§ WHAT IS REQUIRED
Pick out every line of the listing below that contains the string "negative" and copy each one in full. Matching is case-sensitive.

§ EXERCISE DATA
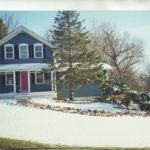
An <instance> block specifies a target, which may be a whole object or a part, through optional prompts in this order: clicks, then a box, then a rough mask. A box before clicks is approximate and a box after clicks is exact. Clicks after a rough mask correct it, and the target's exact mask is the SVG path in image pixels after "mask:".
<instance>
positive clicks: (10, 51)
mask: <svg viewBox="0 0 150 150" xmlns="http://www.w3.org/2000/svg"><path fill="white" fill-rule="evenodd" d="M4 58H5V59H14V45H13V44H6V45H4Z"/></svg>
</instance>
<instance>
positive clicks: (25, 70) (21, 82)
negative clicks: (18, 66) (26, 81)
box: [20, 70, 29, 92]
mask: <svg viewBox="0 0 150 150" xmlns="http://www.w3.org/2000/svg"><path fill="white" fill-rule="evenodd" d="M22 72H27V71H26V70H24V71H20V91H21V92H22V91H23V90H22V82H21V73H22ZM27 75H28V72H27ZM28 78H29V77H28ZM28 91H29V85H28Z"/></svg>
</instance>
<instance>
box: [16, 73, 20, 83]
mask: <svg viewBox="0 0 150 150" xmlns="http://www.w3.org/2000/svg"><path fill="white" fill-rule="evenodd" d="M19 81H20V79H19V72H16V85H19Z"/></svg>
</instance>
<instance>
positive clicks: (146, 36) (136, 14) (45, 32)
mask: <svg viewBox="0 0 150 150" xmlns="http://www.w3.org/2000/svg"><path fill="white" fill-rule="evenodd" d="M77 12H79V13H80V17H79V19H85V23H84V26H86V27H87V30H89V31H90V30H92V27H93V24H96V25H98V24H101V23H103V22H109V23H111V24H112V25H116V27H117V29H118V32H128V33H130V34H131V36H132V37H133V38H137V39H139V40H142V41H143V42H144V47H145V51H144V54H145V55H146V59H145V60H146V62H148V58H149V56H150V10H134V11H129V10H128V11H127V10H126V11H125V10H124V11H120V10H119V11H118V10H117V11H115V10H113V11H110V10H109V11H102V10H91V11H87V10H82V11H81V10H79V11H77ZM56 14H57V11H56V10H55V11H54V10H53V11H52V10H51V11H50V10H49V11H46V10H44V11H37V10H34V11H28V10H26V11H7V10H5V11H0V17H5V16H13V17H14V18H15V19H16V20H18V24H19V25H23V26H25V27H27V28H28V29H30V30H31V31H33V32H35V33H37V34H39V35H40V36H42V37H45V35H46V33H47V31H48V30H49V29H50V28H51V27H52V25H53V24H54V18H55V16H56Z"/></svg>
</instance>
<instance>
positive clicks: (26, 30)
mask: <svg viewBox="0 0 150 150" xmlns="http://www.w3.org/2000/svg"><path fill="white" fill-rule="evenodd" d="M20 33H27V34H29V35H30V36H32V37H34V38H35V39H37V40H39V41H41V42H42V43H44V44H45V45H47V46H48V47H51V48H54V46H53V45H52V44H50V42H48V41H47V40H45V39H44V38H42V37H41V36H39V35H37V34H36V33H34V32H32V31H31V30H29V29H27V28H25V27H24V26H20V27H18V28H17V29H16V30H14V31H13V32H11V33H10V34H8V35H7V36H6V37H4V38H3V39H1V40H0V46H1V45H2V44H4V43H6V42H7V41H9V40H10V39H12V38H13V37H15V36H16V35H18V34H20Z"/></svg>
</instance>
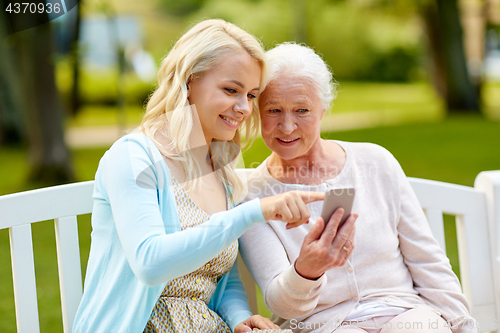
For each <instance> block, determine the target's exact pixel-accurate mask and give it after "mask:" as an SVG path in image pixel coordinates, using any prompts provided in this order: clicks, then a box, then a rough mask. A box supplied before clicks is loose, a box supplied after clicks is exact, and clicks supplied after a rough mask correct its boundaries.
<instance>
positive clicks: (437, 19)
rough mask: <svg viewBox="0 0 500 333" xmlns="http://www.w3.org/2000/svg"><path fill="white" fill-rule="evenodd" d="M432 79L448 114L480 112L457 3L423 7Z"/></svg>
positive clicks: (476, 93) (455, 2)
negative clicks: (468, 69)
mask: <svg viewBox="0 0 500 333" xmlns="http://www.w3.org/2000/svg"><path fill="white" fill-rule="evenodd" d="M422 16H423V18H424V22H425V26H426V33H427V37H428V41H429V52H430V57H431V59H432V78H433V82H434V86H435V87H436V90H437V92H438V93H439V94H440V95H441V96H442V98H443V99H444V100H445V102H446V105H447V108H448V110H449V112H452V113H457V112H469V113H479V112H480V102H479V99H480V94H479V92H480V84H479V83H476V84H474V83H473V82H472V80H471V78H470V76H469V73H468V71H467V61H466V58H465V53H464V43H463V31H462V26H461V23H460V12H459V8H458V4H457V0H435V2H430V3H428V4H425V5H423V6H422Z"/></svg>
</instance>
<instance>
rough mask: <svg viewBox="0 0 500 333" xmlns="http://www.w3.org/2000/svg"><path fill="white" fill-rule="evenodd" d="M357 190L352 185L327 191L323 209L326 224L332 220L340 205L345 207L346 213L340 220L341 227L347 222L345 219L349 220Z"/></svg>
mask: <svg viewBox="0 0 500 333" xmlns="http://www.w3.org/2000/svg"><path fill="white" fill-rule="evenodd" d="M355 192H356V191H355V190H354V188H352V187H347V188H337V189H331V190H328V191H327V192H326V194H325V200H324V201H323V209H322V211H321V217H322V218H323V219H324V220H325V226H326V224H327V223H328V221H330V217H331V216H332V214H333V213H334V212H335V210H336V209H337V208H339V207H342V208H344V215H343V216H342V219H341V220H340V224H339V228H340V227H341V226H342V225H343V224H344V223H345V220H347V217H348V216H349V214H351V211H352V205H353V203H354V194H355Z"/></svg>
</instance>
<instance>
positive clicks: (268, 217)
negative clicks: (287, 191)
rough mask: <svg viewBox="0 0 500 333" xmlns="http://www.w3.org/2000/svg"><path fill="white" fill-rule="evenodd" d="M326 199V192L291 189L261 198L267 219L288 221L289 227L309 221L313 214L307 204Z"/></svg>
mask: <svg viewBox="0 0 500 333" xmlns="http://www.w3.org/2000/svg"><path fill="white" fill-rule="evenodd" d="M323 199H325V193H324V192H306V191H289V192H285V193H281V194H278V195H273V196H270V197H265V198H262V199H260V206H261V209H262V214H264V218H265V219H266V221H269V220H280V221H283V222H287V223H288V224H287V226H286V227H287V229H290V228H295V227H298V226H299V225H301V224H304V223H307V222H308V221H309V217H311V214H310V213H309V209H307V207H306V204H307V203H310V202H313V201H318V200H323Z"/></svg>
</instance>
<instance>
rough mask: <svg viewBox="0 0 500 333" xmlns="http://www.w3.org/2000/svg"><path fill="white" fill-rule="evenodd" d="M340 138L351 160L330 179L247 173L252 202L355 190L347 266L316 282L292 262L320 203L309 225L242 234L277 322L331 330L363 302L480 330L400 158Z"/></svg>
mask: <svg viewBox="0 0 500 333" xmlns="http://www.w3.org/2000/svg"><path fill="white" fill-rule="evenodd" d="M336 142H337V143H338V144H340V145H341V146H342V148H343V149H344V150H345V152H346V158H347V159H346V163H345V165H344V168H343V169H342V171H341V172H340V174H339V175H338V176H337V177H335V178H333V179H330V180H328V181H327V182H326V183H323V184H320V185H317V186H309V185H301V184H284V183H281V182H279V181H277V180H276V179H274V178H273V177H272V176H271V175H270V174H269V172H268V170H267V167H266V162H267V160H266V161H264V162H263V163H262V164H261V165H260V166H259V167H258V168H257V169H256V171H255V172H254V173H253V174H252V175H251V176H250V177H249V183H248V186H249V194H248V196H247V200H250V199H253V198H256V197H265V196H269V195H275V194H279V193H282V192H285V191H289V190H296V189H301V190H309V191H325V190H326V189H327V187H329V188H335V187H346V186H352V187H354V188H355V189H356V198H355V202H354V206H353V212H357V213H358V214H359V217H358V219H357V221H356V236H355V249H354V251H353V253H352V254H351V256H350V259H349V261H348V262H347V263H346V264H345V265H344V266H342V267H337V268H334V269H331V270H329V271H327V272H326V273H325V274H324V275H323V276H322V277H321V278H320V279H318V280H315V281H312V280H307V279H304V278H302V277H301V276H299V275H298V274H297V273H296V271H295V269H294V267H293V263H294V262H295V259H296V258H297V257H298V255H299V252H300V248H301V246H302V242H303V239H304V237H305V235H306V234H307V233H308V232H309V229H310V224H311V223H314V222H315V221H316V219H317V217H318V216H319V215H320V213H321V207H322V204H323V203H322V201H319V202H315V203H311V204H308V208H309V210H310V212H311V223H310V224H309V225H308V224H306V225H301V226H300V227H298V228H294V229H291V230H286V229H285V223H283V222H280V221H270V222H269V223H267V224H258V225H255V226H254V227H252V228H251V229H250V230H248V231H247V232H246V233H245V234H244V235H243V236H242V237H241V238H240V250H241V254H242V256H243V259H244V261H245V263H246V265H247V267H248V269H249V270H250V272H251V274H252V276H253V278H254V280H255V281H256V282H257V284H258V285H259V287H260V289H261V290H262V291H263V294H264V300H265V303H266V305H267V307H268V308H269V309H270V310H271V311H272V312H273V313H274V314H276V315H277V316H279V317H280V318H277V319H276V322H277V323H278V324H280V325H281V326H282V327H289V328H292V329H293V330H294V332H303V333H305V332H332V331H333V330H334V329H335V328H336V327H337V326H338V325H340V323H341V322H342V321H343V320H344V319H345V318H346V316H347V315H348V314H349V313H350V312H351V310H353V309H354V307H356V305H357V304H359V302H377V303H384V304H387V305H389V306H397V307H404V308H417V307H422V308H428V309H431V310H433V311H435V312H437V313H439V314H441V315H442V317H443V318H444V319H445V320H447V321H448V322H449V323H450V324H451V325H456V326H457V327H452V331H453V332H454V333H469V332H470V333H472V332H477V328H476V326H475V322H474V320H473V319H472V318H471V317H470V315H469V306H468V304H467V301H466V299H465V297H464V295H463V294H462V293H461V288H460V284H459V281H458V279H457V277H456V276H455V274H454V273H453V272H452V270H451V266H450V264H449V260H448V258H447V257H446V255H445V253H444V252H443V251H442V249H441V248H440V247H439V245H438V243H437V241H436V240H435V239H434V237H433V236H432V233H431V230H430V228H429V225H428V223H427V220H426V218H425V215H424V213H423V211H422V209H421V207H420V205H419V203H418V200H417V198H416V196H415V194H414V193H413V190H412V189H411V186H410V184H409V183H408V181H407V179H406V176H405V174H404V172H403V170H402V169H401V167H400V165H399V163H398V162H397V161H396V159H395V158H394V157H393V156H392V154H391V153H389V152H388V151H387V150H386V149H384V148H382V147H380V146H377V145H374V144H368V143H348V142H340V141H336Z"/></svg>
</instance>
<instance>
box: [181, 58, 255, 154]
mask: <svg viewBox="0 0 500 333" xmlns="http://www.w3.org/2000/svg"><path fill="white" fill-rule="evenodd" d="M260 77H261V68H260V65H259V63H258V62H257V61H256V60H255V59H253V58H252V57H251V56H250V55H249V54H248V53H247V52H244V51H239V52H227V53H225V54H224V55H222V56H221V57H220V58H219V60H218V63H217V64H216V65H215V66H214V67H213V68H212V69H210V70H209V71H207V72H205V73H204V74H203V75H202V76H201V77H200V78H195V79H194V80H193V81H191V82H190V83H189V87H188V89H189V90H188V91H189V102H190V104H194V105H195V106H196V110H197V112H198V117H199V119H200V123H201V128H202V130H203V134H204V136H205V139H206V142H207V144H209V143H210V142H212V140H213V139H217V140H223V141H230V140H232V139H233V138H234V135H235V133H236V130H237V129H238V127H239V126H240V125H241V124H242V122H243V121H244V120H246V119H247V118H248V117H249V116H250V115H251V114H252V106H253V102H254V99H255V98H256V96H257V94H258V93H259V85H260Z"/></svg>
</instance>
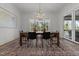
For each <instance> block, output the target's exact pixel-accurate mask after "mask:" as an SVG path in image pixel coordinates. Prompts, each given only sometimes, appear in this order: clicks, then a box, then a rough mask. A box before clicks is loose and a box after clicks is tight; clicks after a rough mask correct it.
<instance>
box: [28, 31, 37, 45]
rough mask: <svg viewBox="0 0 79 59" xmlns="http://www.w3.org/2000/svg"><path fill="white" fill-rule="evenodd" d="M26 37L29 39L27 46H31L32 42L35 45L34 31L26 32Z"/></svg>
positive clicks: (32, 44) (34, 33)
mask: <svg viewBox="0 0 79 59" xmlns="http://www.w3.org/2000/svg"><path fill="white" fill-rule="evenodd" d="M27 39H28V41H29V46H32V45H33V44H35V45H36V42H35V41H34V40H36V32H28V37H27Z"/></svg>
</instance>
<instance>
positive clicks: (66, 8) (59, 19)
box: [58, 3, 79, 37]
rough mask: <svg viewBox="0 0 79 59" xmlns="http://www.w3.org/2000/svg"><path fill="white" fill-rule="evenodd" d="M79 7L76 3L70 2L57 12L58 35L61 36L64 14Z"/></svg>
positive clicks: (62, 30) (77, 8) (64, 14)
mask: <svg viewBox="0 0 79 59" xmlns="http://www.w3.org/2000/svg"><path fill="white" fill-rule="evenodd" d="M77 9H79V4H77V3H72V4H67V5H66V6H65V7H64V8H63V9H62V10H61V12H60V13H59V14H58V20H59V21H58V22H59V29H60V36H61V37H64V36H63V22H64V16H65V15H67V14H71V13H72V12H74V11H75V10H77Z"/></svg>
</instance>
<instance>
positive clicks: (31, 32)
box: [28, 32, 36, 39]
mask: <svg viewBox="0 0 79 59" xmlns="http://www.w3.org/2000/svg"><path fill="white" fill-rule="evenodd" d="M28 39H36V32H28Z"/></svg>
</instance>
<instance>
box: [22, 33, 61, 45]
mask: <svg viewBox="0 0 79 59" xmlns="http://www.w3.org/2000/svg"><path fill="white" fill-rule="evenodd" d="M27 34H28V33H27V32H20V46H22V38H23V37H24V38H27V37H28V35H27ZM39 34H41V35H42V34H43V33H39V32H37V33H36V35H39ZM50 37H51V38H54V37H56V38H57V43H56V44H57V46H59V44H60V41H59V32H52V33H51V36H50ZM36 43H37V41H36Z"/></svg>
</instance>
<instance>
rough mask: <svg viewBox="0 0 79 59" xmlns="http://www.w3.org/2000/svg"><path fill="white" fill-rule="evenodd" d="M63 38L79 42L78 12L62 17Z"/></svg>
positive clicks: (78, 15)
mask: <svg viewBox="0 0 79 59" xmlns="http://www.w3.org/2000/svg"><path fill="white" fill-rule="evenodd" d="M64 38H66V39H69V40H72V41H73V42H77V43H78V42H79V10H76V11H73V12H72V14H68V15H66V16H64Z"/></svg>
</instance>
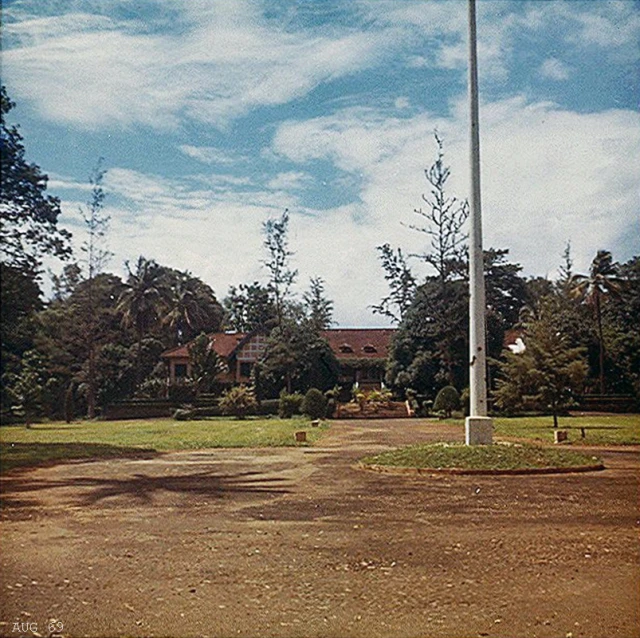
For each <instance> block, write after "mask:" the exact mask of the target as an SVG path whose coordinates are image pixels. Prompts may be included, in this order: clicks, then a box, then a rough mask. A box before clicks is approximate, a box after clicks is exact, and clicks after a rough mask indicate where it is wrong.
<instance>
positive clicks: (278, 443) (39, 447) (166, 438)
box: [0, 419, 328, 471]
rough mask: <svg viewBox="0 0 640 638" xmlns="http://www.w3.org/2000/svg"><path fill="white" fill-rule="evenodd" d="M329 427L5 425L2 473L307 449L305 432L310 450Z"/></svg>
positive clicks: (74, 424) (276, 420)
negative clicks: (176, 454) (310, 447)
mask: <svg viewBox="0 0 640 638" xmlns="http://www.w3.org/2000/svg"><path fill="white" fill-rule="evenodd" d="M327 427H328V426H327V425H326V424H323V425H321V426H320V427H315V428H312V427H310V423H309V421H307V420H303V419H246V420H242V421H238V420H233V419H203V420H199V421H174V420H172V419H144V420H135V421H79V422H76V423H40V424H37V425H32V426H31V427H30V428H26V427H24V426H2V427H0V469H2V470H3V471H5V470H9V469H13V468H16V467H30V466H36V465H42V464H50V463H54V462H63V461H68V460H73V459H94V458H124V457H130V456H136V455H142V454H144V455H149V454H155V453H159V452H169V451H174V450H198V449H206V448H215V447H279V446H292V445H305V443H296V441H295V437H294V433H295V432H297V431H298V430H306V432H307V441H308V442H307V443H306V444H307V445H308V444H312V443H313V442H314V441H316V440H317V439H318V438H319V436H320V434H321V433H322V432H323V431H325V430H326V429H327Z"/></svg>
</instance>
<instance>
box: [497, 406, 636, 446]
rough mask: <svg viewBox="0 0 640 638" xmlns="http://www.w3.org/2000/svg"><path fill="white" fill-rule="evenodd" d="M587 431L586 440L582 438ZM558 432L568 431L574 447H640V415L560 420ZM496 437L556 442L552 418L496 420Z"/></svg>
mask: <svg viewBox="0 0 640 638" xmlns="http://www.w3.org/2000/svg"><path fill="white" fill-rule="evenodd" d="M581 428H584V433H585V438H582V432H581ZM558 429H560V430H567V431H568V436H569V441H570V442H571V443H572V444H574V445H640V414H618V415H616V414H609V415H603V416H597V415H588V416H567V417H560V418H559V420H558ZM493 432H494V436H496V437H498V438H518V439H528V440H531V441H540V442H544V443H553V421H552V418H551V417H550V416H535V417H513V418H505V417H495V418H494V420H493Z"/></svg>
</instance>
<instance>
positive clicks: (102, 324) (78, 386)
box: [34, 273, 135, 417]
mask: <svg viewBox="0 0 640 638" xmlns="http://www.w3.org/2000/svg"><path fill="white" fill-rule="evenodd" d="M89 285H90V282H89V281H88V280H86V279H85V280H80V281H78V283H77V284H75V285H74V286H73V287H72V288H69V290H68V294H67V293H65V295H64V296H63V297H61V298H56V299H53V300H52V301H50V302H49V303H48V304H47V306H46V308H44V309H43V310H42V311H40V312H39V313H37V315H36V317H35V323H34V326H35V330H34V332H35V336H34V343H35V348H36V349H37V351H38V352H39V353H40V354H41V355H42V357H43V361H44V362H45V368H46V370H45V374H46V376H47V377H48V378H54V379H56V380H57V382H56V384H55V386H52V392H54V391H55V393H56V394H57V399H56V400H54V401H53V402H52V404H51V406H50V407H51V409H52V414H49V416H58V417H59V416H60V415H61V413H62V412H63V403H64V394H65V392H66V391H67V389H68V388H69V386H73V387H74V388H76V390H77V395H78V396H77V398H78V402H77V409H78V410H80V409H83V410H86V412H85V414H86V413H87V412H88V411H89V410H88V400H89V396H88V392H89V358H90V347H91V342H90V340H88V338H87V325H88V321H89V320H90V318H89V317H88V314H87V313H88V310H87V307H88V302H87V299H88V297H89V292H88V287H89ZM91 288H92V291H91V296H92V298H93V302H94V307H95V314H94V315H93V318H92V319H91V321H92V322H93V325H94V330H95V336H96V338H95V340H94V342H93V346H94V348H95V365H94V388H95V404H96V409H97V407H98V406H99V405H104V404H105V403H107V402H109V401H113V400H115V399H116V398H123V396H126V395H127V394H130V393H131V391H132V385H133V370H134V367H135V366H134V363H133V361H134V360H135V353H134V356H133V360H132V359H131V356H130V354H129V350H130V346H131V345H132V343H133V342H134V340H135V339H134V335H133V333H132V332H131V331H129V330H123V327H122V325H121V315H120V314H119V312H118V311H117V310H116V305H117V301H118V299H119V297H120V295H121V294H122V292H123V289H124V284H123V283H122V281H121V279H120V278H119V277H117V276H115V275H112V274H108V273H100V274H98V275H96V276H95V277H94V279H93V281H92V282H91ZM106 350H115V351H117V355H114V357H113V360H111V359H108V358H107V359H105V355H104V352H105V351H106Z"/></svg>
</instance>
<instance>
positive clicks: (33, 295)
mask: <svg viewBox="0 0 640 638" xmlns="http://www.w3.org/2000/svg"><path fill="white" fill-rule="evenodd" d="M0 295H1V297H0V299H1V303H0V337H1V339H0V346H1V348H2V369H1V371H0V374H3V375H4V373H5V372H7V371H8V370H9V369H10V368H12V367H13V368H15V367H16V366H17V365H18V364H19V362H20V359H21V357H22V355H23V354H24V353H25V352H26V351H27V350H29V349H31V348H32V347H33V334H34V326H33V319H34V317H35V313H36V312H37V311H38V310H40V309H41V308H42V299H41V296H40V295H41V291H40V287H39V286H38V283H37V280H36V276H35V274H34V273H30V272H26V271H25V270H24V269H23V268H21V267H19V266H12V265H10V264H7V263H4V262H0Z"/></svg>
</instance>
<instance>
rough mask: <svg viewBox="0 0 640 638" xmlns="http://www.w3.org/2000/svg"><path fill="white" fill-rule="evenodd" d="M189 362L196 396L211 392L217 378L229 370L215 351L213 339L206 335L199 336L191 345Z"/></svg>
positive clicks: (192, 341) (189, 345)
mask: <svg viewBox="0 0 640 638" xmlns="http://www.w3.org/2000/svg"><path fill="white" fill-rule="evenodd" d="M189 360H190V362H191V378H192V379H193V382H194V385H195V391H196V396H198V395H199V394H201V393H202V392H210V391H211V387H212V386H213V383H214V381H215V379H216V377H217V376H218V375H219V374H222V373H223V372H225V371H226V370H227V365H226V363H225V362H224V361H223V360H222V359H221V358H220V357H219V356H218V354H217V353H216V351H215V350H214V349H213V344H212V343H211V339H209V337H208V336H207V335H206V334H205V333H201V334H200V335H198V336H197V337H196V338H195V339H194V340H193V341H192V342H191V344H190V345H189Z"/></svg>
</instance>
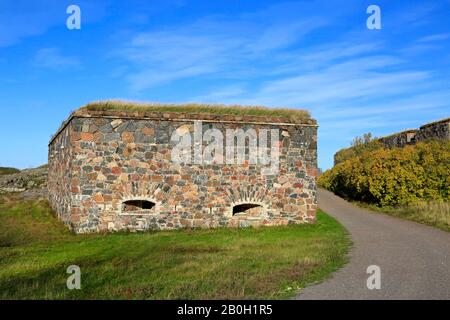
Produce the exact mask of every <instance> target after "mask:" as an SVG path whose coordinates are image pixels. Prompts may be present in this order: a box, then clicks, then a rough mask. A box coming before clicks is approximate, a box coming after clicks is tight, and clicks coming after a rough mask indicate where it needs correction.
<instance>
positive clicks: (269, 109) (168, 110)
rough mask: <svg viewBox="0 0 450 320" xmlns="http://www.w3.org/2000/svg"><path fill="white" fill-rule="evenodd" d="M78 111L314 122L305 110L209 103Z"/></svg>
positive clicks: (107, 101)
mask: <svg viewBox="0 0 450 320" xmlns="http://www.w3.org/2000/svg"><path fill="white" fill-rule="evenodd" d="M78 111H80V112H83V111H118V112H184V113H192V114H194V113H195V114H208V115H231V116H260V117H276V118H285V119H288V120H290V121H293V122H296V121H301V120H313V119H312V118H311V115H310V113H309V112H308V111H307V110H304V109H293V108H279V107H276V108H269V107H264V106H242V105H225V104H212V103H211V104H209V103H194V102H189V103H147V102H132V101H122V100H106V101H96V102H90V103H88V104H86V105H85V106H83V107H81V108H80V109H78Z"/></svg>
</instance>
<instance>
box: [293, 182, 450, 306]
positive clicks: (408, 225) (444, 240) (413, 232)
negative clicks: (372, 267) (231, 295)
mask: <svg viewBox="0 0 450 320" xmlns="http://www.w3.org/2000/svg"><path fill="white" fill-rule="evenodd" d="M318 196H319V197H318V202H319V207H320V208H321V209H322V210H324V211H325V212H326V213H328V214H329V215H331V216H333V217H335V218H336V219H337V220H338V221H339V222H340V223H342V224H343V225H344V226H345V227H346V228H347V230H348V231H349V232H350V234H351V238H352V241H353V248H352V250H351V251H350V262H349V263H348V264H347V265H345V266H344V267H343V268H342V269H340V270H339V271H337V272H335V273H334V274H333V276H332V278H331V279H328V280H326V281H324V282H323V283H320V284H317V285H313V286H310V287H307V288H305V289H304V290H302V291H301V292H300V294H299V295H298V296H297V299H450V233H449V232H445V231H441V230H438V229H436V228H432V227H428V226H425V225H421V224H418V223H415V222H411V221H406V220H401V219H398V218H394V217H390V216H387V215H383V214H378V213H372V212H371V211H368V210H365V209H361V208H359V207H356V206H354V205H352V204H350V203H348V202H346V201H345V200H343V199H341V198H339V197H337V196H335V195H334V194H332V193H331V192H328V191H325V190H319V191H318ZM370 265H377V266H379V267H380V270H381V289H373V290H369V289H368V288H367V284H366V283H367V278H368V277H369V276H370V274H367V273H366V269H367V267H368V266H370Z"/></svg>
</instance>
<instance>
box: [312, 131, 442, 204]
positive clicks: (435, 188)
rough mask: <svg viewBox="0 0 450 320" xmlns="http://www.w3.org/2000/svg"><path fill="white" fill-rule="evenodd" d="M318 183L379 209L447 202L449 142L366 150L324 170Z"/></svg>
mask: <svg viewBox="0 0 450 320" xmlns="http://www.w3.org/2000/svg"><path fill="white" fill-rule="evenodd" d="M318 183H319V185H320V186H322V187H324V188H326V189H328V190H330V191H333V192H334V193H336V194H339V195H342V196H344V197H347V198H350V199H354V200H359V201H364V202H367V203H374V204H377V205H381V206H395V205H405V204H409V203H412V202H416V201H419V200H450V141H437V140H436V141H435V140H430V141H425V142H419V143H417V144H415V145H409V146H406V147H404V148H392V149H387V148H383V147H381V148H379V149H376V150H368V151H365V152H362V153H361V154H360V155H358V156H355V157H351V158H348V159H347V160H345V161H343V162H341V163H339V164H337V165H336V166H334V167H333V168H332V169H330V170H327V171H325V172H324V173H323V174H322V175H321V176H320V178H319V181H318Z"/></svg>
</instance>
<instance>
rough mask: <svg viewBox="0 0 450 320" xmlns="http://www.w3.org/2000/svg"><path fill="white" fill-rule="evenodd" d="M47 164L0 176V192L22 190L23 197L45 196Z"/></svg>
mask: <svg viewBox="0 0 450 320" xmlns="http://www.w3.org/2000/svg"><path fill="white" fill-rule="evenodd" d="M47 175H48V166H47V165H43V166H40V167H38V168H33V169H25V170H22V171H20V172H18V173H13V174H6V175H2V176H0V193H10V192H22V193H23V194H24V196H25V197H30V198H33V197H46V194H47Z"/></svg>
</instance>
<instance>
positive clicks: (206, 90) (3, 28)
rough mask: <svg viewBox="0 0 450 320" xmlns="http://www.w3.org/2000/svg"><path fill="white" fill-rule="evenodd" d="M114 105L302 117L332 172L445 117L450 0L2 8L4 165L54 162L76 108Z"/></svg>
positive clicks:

§ ANSWER BELOW
negative clicks: (18, 66) (26, 81)
negative clicks: (468, 69)
negative clicks: (287, 191)
negative clicks: (176, 454) (310, 447)
negative clicks: (372, 267) (231, 295)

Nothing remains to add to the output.